→ Passage retenu
= = = = = = =

Mais au fond, est-ce important et opportun de se poser cette question ?
Pas si sûr : ne sommes-nous pas tous, et de toute façon, en sursis ?
Alors, même si parfois des pans de voiles sombres viennent obscurcir la lumière de mon ciel, surtout lorsque je dois me conformer au protocole dit "du suivi", me soumettre à des examens et autres bilans sanguins et me rendre chez l'un ou l'autre de ces "spécialistes" qui se sont penchés sur mon cas, j'ai décidé de voir la vie, en rose.
Rose, parfumée et fruitée.
Désormais, je parcours ce monde, souvent absurde, parfois dérisoire, rarement surréaliste, avec un zeste de désinvolture et d'humour... A l'image de la Panthère Rose, personnage onirique que je redessine à ma guise chaque jour, et au travers de ce diamant pur et rose, tel un "fancy vivid pink", dans le prisme duquel la lumière et le goût de la vie se colore et se constelle d'éclats étincelants et furtifs.

= = = = = = =

→ Objectif de la tâche
Recopiez à l'identique le passage retenu, depuis « Alors, même si » jusqu'à « étincelants et furtifs. » inclus.

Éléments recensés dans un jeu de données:
= = = = = = =

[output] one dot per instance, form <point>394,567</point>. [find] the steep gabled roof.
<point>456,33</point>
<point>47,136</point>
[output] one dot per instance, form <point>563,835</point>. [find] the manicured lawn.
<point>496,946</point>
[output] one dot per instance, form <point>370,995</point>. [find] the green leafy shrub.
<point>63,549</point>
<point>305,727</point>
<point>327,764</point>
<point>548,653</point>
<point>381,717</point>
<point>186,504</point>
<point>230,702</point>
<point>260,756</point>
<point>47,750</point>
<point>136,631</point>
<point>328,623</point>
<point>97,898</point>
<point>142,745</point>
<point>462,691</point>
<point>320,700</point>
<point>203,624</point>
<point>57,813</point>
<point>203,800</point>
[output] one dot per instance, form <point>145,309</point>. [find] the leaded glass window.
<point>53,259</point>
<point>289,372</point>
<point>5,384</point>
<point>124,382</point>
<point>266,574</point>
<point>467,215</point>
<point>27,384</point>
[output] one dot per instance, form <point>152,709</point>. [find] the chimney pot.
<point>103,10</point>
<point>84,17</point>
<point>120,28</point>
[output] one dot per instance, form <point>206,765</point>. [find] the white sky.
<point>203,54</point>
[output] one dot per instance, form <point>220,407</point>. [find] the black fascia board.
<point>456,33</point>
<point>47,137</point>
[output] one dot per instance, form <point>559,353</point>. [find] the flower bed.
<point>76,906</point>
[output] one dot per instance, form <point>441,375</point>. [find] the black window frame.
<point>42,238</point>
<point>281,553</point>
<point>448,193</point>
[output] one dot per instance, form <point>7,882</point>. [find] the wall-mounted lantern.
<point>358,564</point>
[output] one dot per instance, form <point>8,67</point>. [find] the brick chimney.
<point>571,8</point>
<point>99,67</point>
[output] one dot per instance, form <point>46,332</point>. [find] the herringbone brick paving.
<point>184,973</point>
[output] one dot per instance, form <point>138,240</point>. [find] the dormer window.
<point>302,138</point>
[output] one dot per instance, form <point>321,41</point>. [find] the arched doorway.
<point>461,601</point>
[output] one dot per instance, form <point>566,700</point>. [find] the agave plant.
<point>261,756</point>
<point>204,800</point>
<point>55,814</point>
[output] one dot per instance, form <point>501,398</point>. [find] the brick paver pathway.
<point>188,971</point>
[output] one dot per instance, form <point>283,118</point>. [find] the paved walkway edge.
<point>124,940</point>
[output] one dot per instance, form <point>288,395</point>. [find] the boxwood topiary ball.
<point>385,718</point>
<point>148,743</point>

= = = = = = =

→ Résultat attendu
Alors, même si parfois des pans de voiles sombres viennent obscurcir la lumière de mon ciel, surtout lorsque je dois me conformer au protocole dit "du suivi", me soumettre à des examens et autres bilans sanguins et me rendre chez l'un ou l'autre de ces "spécialistes" qui se sont penchés sur mon cas, j'ai décidé de voir la vie, en rose.
Rose, parfumée et fruitée.
Désormais, je parcours ce monde, souvent absurde, parfois dérisoire, rarement surréaliste, avec un zeste de désinvolture et d'humour... A l'image de la Panthère Rose, personnage onirique que je redessine à ma guise chaque jour, et au travers de ce diamant pur et rose, tel un "fancy vivid pink", dans le prisme duquel la lumière et le goût de la vie se colore et se constelle d'éclats étincelants et furtifs.